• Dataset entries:
────────────────────────────────────────

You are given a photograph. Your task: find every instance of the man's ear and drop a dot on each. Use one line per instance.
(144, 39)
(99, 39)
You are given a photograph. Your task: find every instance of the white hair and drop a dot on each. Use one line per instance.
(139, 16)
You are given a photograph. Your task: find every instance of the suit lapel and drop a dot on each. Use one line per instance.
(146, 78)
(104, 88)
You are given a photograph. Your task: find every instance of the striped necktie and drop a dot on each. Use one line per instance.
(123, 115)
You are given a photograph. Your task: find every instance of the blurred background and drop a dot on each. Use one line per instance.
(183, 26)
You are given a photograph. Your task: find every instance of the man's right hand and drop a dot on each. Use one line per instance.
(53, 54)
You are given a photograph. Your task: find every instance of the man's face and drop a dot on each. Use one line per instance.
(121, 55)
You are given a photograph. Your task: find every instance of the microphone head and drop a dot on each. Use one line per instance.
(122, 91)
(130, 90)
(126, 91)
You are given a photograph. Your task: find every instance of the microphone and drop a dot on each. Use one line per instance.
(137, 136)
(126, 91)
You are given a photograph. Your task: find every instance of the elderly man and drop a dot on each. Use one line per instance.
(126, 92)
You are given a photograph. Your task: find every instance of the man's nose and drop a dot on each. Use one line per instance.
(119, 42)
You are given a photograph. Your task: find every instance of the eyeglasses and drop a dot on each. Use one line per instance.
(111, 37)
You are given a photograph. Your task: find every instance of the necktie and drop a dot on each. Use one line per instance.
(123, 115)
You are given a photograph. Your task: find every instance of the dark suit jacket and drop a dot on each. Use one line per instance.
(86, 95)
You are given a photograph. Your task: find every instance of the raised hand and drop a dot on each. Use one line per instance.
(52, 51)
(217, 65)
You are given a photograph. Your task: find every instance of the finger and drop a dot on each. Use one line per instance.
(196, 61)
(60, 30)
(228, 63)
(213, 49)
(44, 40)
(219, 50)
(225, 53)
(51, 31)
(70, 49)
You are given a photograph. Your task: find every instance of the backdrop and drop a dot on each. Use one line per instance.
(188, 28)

────────────────────────────────────────

• TASK OBJECTIVE:
Repeat only the tail of the entries, exactly: the line containing "of the eyeglasses" and every line after it, to the end.

• EXERCISE RESPONSE:
You are given a photograph. Your task: find every instance of the eyeglasses and drop a dot on each. Use one line per instance.
(111, 37)
You are given a photograph. Your task: find every instance of the necktie and drop a dot on each. Use one line per instance.
(123, 115)
You are given a photograph. Your task: find every instance of the dark suit jacket and drop a dot on each. Use one line per instance.
(86, 95)
You are given a photograph. Your task: find every instance of the raised hand and drop a dot on each. Use one line per instance.
(52, 51)
(217, 65)
You are given a photograph. Your task: find every instance of the finger and drop a dot on each. Use one line per instance.
(196, 61)
(60, 30)
(228, 63)
(213, 49)
(44, 40)
(219, 50)
(225, 53)
(51, 31)
(70, 49)
You are given a photograph. Your task: find every instance of the backdrop and drop a dot on each. Use one line per instance.
(188, 28)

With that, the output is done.